[Region pointing data]
————
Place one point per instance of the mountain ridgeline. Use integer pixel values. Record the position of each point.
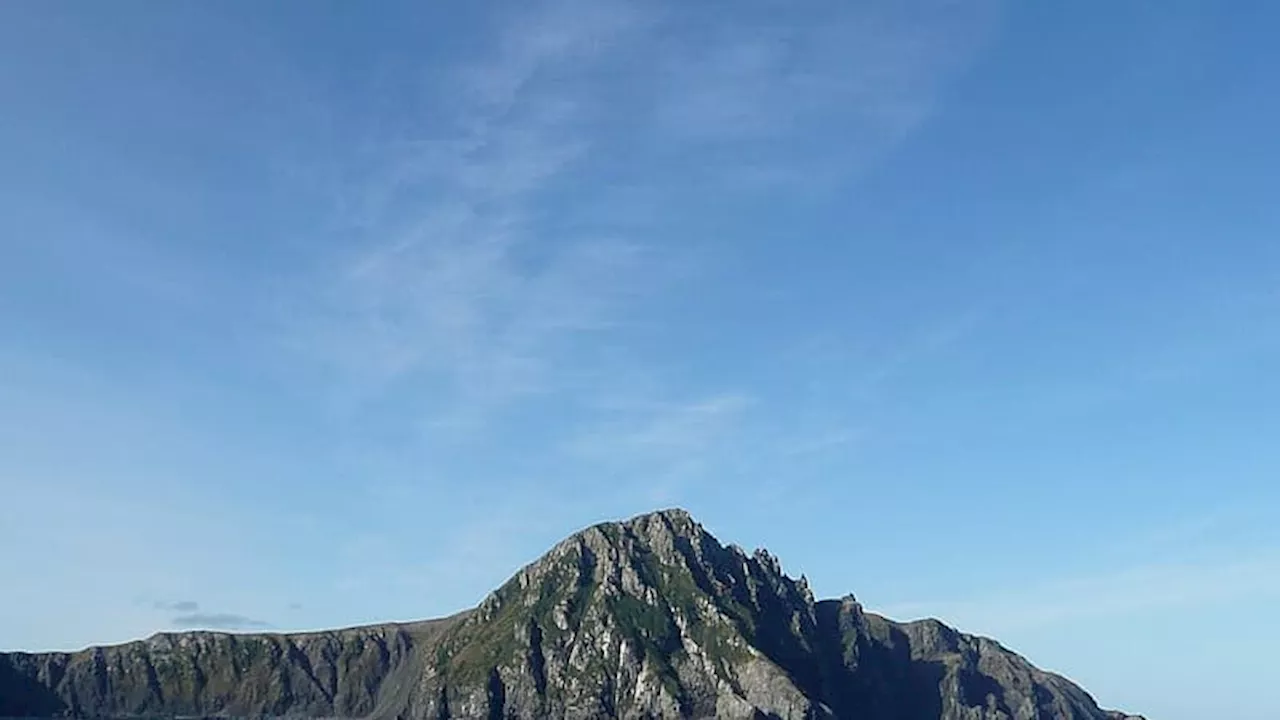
(649, 618)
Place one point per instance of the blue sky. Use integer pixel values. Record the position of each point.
(315, 314)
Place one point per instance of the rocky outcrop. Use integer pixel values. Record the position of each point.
(650, 618)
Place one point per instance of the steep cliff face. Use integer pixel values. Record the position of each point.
(650, 618)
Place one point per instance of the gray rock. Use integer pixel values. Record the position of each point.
(649, 618)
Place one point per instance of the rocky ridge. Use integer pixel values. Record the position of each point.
(649, 618)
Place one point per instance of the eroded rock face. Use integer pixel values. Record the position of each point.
(650, 618)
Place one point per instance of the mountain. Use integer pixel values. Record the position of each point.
(649, 618)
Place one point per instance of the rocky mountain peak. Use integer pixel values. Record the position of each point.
(644, 618)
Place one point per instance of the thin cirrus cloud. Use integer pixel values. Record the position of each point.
(479, 286)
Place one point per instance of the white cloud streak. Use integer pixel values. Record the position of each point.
(469, 285)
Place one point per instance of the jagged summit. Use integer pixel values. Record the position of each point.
(645, 618)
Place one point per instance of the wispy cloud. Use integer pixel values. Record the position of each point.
(476, 283)
(192, 618)
(218, 621)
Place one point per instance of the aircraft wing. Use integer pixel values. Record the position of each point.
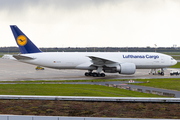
(21, 57)
(99, 61)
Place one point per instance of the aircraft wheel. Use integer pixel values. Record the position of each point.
(86, 74)
(102, 75)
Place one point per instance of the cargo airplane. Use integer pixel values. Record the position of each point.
(101, 62)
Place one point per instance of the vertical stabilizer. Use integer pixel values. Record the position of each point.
(24, 43)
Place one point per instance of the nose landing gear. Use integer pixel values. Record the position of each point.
(94, 74)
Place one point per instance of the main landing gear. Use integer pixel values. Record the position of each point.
(94, 74)
(154, 72)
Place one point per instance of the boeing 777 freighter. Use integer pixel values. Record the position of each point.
(102, 62)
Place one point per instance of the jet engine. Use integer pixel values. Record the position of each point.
(124, 68)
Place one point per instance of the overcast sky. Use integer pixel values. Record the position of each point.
(92, 23)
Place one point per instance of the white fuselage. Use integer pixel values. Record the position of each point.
(80, 60)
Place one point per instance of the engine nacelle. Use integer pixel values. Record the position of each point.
(127, 68)
(124, 68)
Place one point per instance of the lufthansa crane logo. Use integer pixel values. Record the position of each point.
(21, 40)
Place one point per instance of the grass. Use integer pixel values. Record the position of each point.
(176, 66)
(68, 90)
(169, 83)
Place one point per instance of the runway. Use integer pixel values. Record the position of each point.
(11, 70)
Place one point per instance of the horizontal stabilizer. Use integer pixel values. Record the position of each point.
(21, 57)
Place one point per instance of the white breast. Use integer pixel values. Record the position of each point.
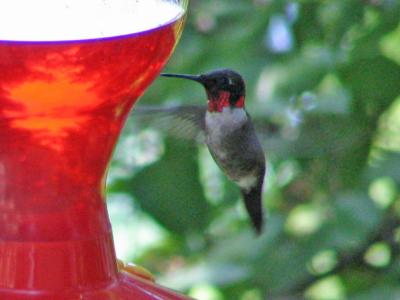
(219, 125)
(224, 122)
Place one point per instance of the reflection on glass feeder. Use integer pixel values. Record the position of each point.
(62, 105)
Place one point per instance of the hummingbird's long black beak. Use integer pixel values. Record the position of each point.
(197, 78)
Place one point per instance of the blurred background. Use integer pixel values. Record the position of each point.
(323, 83)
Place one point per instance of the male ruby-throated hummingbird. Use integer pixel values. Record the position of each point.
(227, 129)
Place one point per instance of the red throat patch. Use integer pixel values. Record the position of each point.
(218, 104)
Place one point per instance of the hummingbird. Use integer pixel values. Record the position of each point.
(227, 129)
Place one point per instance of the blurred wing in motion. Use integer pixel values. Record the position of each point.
(186, 122)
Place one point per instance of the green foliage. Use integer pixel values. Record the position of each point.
(323, 86)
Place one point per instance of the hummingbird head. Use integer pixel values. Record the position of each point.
(224, 88)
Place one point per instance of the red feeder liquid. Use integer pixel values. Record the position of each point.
(62, 106)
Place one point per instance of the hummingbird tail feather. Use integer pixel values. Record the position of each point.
(253, 203)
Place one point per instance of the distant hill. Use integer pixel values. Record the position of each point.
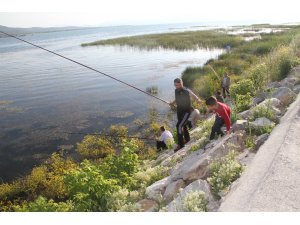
(20, 31)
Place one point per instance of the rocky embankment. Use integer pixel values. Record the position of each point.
(189, 170)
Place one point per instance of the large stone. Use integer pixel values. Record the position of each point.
(172, 190)
(199, 185)
(260, 141)
(156, 190)
(239, 125)
(296, 89)
(285, 95)
(261, 122)
(147, 205)
(259, 98)
(195, 166)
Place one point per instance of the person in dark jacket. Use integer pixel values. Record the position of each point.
(183, 102)
(219, 97)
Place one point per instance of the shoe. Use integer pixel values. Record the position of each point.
(178, 148)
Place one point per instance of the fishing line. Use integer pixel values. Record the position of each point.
(88, 67)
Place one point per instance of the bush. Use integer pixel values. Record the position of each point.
(280, 62)
(88, 188)
(258, 74)
(195, 202)
(94, 147)
(124, 201)
(122, 167)
(264, 111)
(223, 172)
(243, 102)
(41, 204)
(243, 87)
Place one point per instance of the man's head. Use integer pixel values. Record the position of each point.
(178, 83)
(211, 103)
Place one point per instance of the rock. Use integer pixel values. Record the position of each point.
(147, 205)
(259, 98)
(199, 185)
(172, 190)
(195, 166)
(260, 141)
(156, 190)
(285, 95)
(246, 114)
(239, 125)
(296, 89)
(275, 84)
(261, 122)
(274, 102)
(245, 157)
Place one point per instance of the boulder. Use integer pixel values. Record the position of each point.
(259, 98)
(199, 185)
(147, 205)
(296, 89)
(156, 190)
(260, 141)
(172, 190)
(285, 95)
(261, 122)
(245, 157)
(246, 114)
(239, 125)
(195, 166)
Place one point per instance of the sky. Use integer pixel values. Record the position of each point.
(54, 13)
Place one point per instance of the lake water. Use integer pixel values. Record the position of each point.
(42, 96)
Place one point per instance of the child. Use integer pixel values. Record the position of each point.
(162, 142)
(222, 116)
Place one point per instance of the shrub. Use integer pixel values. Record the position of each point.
(88, 188)
(243, 102)
(94, 147)
(280, 61)
(41, 204)
(258, 74)
(122, 167)
(243, 87)
(264, 111)
(124, 201)
(195, 201)
(223, 172)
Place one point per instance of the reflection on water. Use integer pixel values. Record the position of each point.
(42, 96)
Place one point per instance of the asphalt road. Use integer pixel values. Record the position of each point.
(272, 180)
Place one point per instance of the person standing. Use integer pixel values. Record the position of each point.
(226, 85)
(223, 113)
(183, 102)
(162, 142)
(194, 118)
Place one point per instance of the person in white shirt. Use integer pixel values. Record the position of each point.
(165, 136)
(194, 117)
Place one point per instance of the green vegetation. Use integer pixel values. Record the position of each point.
(177, 41)
(195, 202)
(223, 172)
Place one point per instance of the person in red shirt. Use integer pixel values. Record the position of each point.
(222, 116)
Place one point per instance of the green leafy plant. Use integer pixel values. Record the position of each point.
(223, 172)
(195, 201)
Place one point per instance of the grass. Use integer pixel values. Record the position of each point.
(179, 41)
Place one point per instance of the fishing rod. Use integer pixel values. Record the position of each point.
(88, 67)
(109, 135)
————
AIM OF THE EXERCISE: All of the data is to be returned exactly, with no pictures included.

SOLUTION BELOW:
Place one point per instance of the mountain ridgeline. Use integer pixel values. Record the position of each point.
(649, 618)
Place one point per instance of the blue sky. Use integer pixel values. Record the position of each point.
(315, 314)
Place one point per instance of the rocky outcrop. Use integer pixel values. Record the position of each point.
(650, 618)
Place one point per instance of the steep cliff face. Use integer pixel values. Record the position of each point.
(650, 618)
Place one point per instance of the gray rock. Use integer pixel values. Record the position of each point.
(649, 618)
Place one point per instance of the rocky ridge. Use integer pixel values. Record the position of each point.
(649, 618)
Place one point per instance of the eroded rock face. Use integer pixel values. Record the position of each point.
(650, 618)
Place one point per instance of the mountain. Use integer pixel values. Record the position of each point.
(649, 618)
Place one point per instance of the rocky mountain peak. Use integer pixel values. Record the position of each point.
(644, 618)
Place one point per instance of the thin cirrus cloud. Use integer pixel values. Record the position of each point.
(479, 286)
Place one point per instance of the white cloud streak. Use integer pixel values. Record the position of each point.
(469, 285)
Place one point per instance of the jagged summit. Use integer pixel values. Record the position of each point.
(645, 618)
Place one point per instance of the wispy cloud. Use integer pixel values. Record the position of each point.
(476, 283)
(192, 618)
(218, 621)
Place one point per instance of the aircraft wing. Use integer pixel values. Record the position of each point.
(21, 57)
(99, 61)
Place one point per instance of the aircraft wheel. Use integer pixel values. Record the position of each point.
(86, 74)
(102, 75)
Place one point per instance of the cargo airplane. Use integer pixel values. Record the position of each point.
(101, 62)
Place one point per instance of the vertical stabilizer. Use integer pixel values. Record the position of each point.
(24, 43)
Place one point per instance of the nose landing gear. Use integer pixel values. Record the position of each point.
(94, 74)
Place one point per instance of the main landing gear. Use integer pixel values. Record the position of each point.
(94, 74)
(154, 72)
Place one point per instance of the boeing 777 freighter. Use integer pixel values. Record the position of each point.
(102, 62)
Place one point per instance of the jet engine. Use integer pixel values. Record the position of each point.
(124, 68)
Place one point per instance of the overcast sky. Use integer pixel values. Record the position of each point.
(92, 23)
Place one point per instance of the white fuselage. Use integer pixel values. Record the position of each point.
(80, 60)
Place one point per instance of the engine nacelle. Use integer pixel values. Record the position of each point.
(127, 68)
(124, 68)
Place one point per instance of the lufthansa crane logo. Use integer pixel values. Record the position of each point.
(21, 40)
Place one point per instance of the grass. Use integer pixel values. Record the position of each point.
(176, 66)
(68, 90)
(169, 83)
Place one point per instance of the runway. Use integer pixel values. Record the position of each point.
(11, 70)
Place one point per instance of the horizontal stabilizer. Use integer pixel values. Record the position of each point.
(21, 57)
Place one point per instance of the white breast. Use integer pixel values. Record the position of each point.
(219, 125)
(224, 122)
Place one point per instance of the reflection on glass feeder. Use integer pixel values. Record the position of each point.
(62, 105)
Place one point per instance of the hummingbird's long black beak. Use integer pixel values. Record the position of each point.
(197, 78)
Place one point per instance of the blurred background. Use integer pixel values. Record the position of each point.
(323, 83)
Place one point per instance of the male ruby-throated hummingbird. Use integer pixel values. Record the position of each point.
(227, 129)
Place one point per instance of the red throat patch. Use integer pixel values. Record the position of each point.
(218, 104)
Place one point per instance of the hummingbird. Use integer pixel values. Record the position of each point.
(227, 129)
Place one point per instance of the blurred wing in motion. Use integer pixel values. Record the position of each point.
(186, 122)
Place one point per instance of the green foliage. Use integer pixel values. Record the position of each point.
(323, 86)
Place one point per instance of the hummingbird head. Use integer pixel values. Record the position of each point.
(224, 88)
Place one point per instance of the red feeder liquid. Use integer pixel values. Record the position of each point.
(62, 106)
Place one point per instance of the hummingbird tail feather. Use integer pixel values. Record the position of each point.
(253, 203)
Place one point per instance of the distant hill. Use integer pixel values. Record the position of each point.
(20, 31)
Place one point per instance of the rocky embankment. Use integer pixel values. Record the position of each point.
(189, 170)
Place one point per instance of the large stone. Use integer pixel values. Record the position of each point.
(172, 190)
(199, 185)
(260, 141)
(156, 190)
(239, 125)
(296, 89)
(285, 95)
(261, 122)
(147, 205)
(259, 98)
(195, 166)
Place one point per instance of the person in dark jacket. Use integer pixel values. Record the position of each point.
(183, 102)
(219, 97)
Place one point per instance of the shoe. Use integer pixel values. Record the position of each point.
(178, 148)
Place one point per instance of the fishing line. Use integer pixel values. Record the position of each point.
(88, 67)
Place one point per instance of the bush. Use integer pixel values. Record the position of each point.
(280, 62)
(88, 188)
(258, 74)
(195, 202)
(94, 147)
(124, 201)
(122, 167)
(264, 111)
(223, 172)
(243, 102)
(41, 204)
(243, 87)
Place one point per instance of the man's head. Use integer pixel values. Record the position of each point.
(178, 83)
(211, 103)
Place one point per instance of the rock. Use integer pixel values. Record the position of each point.
(147, 205)
(259, 98)
(199, 185)
(172, 190)
(195, 166)
(260, 141)
(156, 190)
(285, 95)
(246, 114)
(239, 125)
(296, 89)
(275, 84)
(261, 122)
(274, 102)
(245, 157)
Place one point per instance of the boulder. Use integer pixel values. Record the position of each point.
(259, 98)
(199, 185)
(147, 205)
(296, 89)
(156, 190)
(260, 141)
(172, 190)
(285, 95)
(261, 122)
(245, 157)
(246, 114)
(239, 125)
(195, 166)
Place one point per instance of the sky. Use integer pixel values. Record the position of each point.
(54, 13)
Place one point per instance of the lake water. Use integer pixel values. Record the position of each point.
(42, 96)
Place one point per instance of the child. Use integer pixel values. Record the position of each point.
(162, 142)
(222, 116)
Place one point per instance of the shrub. Use integer pixel values. Record the position of each point.
(88, 188)
(243, 102)
(94, 147)
(280, 61)
(41, 204)
(258, 74)
(122, 167)
(243, 87)
(264, 111)
(124, 201)
(195, 201)
(223, 172)
Place one point per instance of the reflection on water. Use integer pixel values. Record the position of each point.
(42, 96)
Place one point per instance of the asphalt road. Use integer pixel values. Record the position of each point.
(272, 180)
Place one point per instance of the person standing. Use integer pixel values. Record the position of each point.
(226, 85)
(223, 113)
(183, 102)
(162, 142)
(194, 118)
Place one point per instance of the person in white shirt. Use integer pixel values. Record the position of each point.
(165, 136)
(194, 117)
Place one point per instance of the green vegetation. Use integer pixel values. Record the position of each point.
(177, 41)
(195, 202)
(223, 172)
Place one point per instance of the person in red shirt. Use integer pixel values. Record the position of each point.
(222, 116)
Place one point per instance of the green leafy plant. Use integer pixel values. Record the position of each point.
(223, 172)
(195, 201)
Place one point per instance of the grass. Use integer pixel values. Record the position of each point.
(179, 41)
Place one point per instance of the fishing rod. Use integer pixel values. Record the position of each point.
(88, 67)
(109, 135)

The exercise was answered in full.